■ WHAT NEEDS TO BE DONE ■
Your answer must be the full listing below, repeated exactly, with no pictures in it.

-- Opening Marker --

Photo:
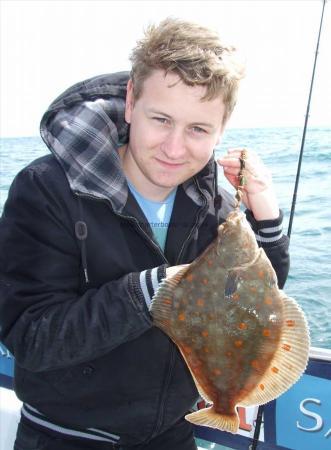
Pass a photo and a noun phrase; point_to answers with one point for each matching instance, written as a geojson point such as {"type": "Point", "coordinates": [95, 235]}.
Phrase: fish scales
{"type": "Point", "coordinates": [244, 341]}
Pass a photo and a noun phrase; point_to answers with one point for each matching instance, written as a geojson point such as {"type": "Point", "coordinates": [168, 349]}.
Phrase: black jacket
{"type": "Point", "coordinates": [76, 263]}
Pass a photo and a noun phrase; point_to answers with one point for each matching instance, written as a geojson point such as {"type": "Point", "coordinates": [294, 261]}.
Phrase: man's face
{"type": "Point", "coordinates": [172, 133]}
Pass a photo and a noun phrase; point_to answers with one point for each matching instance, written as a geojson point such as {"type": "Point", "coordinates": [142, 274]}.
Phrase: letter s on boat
{"type": "Point", "coordinates": [306, 412]}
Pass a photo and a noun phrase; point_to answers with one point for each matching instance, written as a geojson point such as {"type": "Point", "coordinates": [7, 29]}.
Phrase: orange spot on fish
{"type": "Point", "coordinates": [186, 349]}
{"type": "Point", "coordinates": [200, 302]}
{"type": "Point", "coordinates": [255, 364]}
{"type": "Point", "coordinates": [167, 301]}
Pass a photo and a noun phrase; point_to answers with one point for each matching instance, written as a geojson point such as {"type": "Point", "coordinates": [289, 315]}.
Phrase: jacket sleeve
{"type": "Point", "coordinates": [44, 320]}
{"type": "Point", "coordinates": [270, 237]}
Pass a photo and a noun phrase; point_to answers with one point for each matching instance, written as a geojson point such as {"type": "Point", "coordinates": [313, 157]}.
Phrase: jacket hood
{"type": "Point", "coordinates": [84, 127]}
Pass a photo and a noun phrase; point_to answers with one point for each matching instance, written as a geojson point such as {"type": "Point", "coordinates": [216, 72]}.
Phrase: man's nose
{"type": "Point", "coordinates": [174, 144]}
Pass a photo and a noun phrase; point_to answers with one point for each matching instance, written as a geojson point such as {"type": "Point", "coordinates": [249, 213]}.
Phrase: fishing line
{"type": "Point", "coordinates": [259, 418]}
{"type": "Point", "coordinates": [294, 198]}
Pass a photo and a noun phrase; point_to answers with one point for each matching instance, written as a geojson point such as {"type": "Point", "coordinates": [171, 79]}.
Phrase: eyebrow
{"type": "Point", "coordinates": [195, 124]}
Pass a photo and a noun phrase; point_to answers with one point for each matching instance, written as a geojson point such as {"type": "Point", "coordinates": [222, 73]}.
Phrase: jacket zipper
{"type": "Point", "coordinates": [130, 218]}
{"type": "Point", "coordinates": [195, 224]}
{"type": "Point", "coordinates": [165, 390]}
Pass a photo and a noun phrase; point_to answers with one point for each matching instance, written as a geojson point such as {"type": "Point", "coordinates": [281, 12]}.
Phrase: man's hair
{"type": "Point", "coordinates": [194, 53]}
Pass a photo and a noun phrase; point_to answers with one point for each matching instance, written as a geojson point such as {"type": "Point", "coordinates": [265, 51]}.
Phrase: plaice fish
{"type": "Point", "coordinates": [244, 341]}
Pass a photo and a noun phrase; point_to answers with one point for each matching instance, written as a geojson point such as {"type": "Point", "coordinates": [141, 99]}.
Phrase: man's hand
{"type": "Point", "coordinates": [171, 271]}
{"type": "Point", "coordinates": [258, 192]}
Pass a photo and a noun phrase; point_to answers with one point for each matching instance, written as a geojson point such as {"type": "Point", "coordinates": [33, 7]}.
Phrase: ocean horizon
{"type": "Point", "coordinates": [309, 280]}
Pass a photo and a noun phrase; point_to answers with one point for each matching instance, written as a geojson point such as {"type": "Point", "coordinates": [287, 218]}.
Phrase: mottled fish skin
{"type": "Point", "coordinates": [243, 340]}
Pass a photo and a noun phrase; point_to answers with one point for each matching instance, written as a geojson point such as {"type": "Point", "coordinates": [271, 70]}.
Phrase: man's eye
{"type": "Point", "coordinates": [199, 130]}
{"type": "Point", "coordinates": [160, 119]}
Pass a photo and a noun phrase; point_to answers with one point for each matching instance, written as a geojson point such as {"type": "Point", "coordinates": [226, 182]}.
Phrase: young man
{"type": "Point", "coordinates": [128, 194]}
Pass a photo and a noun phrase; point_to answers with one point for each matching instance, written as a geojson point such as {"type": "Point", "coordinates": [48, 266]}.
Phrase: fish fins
{"type": "Point", "coordinates": [209, 417]}
{"type": "Point", "coordinates": [161, 305]}
{"type": "Point", "coordinates": [290, 359]}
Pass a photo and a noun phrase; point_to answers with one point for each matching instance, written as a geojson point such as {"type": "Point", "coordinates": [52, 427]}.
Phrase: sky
{"type": "Point", "coordinates": [48, 45]}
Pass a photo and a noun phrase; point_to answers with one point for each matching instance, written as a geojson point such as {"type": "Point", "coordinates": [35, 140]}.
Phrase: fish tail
{"type": "Point", "coordinates": [209, 417]}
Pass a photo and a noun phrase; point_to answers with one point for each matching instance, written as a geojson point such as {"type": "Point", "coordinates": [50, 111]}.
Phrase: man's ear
{"type": "Point", "coordinates": [129, 101]}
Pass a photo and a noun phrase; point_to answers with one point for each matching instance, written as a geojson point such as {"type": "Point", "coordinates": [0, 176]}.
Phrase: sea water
{"type": "Point", "coordinates": [309, 280]}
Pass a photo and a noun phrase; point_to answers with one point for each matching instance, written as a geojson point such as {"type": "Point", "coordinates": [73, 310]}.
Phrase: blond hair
{"type": "Point", "coordinates": [194, 53]}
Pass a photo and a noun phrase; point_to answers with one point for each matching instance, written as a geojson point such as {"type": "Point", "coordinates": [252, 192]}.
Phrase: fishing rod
{"type": "Point", "coordinates": [294, 198]}
{"type": "Point", "coordinates": [259, 418]}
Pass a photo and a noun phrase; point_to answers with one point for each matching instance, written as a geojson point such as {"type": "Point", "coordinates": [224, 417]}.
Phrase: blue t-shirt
{"type": "Point", "coordinates": [157, 213]}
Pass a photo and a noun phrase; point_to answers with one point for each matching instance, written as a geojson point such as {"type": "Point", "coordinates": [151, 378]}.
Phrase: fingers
{"type": "Point", "coordinates": [257, 175]}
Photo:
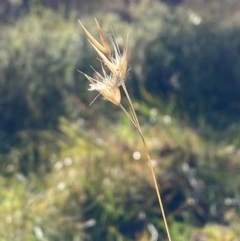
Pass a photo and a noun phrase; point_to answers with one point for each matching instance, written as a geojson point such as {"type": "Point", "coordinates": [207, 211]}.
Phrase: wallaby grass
{"type": "Point", "coordinates": [82, 181]}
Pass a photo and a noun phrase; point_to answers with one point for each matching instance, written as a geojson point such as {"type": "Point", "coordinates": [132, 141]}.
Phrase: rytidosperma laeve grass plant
{"type": "Point", "coordinates": [108, 86]}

-- Closing Marker --

■ SOLUTION TO THIS TASK ■
Photo:
Pass a photo and a noun phrase; point_to answers with one point for each matching instance, written as a geojson point such as {"type": "Point", "coordinates": [95, 235]}.
Phrase: fish scales
{"type": "Point", "coordinates": [244, 341]}
Pass a photo and a noun phrase; point_to answers with one point for each matching instance, written as a geojson point such as {"type": "Point", "coordinates": [168, 349]}.
Phrase: black jacket
{"type": "Point", "coordinates": [76, 263]}
Pass a photo and a noun phrase; point_to answers with one point for each matching instance, written as a geojson point such as {"type": "Point", "coordinates": [294, 261]}.
Phrase: man's face
{"type": "Point", "coordinates": [172, 133]}
Pass a photo and a noun phrase; point_to answers with one point for each matching instance, written as a geojson point such as {"type": "Point", "coordinates": [142, 274]}.
Phrase: letter s on boat
{"type": "Point", "coordinates": [306, 412]}
Pass a photo and a noun phrase; point_to answers with one point for each matching instance, written as a geojson point such as {"type": "Point", "coordinates": [7, 29]}.
Phrase: orange spot on fish
{"type": "Point", "coordinates": [186, 349]}
{"type": "Point", "coordinates": [200, 302]}
{"type": "Point", "coordinates": [255, 364]}
{"type": "Point", "coordinates": [167, 301]}
Pass a photo and a noun phrase; point_to answers with one point for each matching instance, written as a geojson point such as {"type": "Point", "coordinates": [289, 315]}.
Phrase: jacket sleeve
{"type": "Point", "coordinates": [44, 320]}
{"type": "Point", "coordinates": [270, 237]}
Pass a photo and a noun phrase; point_to answers with one point for each matching instance, written as a geojson point such as {"type": "Point", "coordinates": [313, 157]}.
Phrase: jacket hood
{"type": "Point", "coordinates": [84, 127]}
Pass a photo and a noun phrase; point_to answers with one point for each matching instance, written as a geojson point such as {"type": "Point", "coordinates": [216, 72]}.
Phrase: man's nose
{"type": "Point", "coordinates": [174, 144]}
Pass a photo and a noun phrase; point_to answers with one point for each matching instance, written as a geojson point such as {"type": "Point", "coordinates": [249, 213]}.
Phrase: fishing line
{"type": "Point", "coordinates": [259, 418]}
{"type": "Point", "coordinates": [294, 198]}
Pass a photo and a noun phrase; point_to answers with one point for each matching instance, written as a geojson point such as {"type": "Point", "coordinates": [171, 79]}.
Phrase: eyebrow
{"type": "Point", "coordinates": [195, 124]}
Pass a photo and a noun phrase; point_to answers with one point for each matching instance, written as a geojson point such as {"type": "Point", "coordinates": [222, 73]}.
Phrase: jacket zipper
{"type": "Point", "coordinates": [130, 218]}
{"type": "Point", "coordinates": [195, 224]}
{"type": "Point", "coordinates": [165, 390]}
Pass a photo and a noun phrase; point_to answers with one point for each matching instance, written as a geojson point such as {"type": "Point", "coordinates": [281, 12]}.
Phrase: man's hair
{"type": "Point", "coordinates": [194, 53]}
Pass a photo and a noun phrase; point_to answers with one point for each matching instance, written as a geojson point such as {"type": "Point", "coordinates": [265, 51]}.
Phrase: plaice fish
{"type": "Point", "coordinates": [244, 341]}
Pass a photo and a noun phrase; point_to answers with one point for each matching instance, written as a geojson point such as {"type": "Point", "coordinates": [141, 99]}.
Phrase: man's hand
{"type": "Point", "coordinates": [171, 271]}
{"type": "Point", "coordinates": [258, 192]}
Pass a photo and a noun phrase; point_to answers with one point for each matching instance, written as a geojson point such as {"type": "Point", "coordinates": [33, 7]}.
Phrase: ocean horizon
{"type": "Point", "coordinates": [309, 280]}
Pass a photo and a noun phrase; point_to answers with one point for each matching instance, written as a geojson point such as {"type": "Point", "coordinates": [287, 218]}.
Phrase: mottled fish skin
{"type": "Point", "coordinates": [243, 340]}
Pass a photo and a noun phrase; point_to answers with one point for each matching instance, written as a geojson point such as {"type": "Point", "coordinates": [271, 70]}.
Phrase: man's eye
{"type": "Point", "coordinates": [199, 130]}
{"type": "Point", "coordinates": [160, 119]}
Pass a photo and a noun phrase; point_to answers with one point for each matching instance, written as a geojson point such as {"type": "Point", "coordinates": [226, 182]}.
Phrase: young man
{"type": "Point", "coordinates": [128, 194]}
Pass a photo and a noun phrase; point_to answers with one point for each matching instance, written as a geojson point such as {"type": "Point", "coordinates": [48, 266]}.
Phrase: fish fins
{"type": "Point", "coordinates": [209, 417]}
{"type": "Point", "coordinates": [161, 305]}
{"type": "Point", "coordinates": [290, 359]}
Pass a photo and a noun phrase; point_to answers with one point for each matching instance, written as a geojson point such as {"type": "Point", "coordinates": [52, 427]}.
Phrase: sky
{"type": "Point", "coordinates": [48, 45]}
Pass a photo and a noun phrase; point_to answers with one point for each matching instance, written as a geojson point such as {"type": "Point", "coordinates": [35, 140]}.
Phrase: fish tail
{"type": "Point", "coordinates": [209, 417]}
Pass a photo and a noun phrase; point_to answers with one point for each matching instance, written as a geojson point such as {"type": "Point", "coordinates": [50, 111]}.
Phrase: man's ear
{"type": "Point", "coordinates": [129, 101]}
Pass a photo and a noun phrase; point_to answers with one point for each matching instance, written as a geojson point such as {"type": "Point", "coordinates": [0, 176]}.
Phrase: sea water
{"type": "Point", "coordinates": [309, 280]}
Pass a photo and a noun phrase; point_to answers with one point for each matching instance, written as a geojson point such as {"type": "Point", "coordinates": [73, 310]}.
Phrase: blond hair
{"type": "Point", "coordinates": [194, 53]}
Pass a photo and a noun phrase; point_to answers with one point for each matching instance, written as a geojson point such as {"type": "Point", "coordinates": [252, 192]}.
Phrase: fishing rod
{"type": "Point", "coordinates": [294, 198]}
{"type": "Point", "coordinates": [259, 418]}
Pass a photo and a noun phrase; point_to answers with one point for each matching instance, written as a geojson point such as {"type": "Point", "coordinates": [224, 417]}.
Phrase: blue t-shirt
{"type": "Point", "coordinates": [157, 213]}
Pass a photo and a noun phrase; point_to answers with one point for each matching instance, written as a geojson point such as {"type": "Point", "coordinates": [151, 378]}.
Phrase: fingers
{"type": "Point", "coordinates": [257, 175]}
Photo:
Pass a photo and a noun phrase; point_to answers with one point for each matching instance, written as a geojson point such as {"type": "Point", "coordinates": [207, 211]}.
Phrase: wallaby grass
{"type": "Point", "coordinates": [82, 181]}
Pass a photo and a noun phrase; point_to answers with one point for each matching instance, written as a geojson point such as {"type": "Point", "coordinates": [132, 141]}.
Phrase: rytidosperma laeve grass plant
{"type": "Point", "coordinates": [108, 86]}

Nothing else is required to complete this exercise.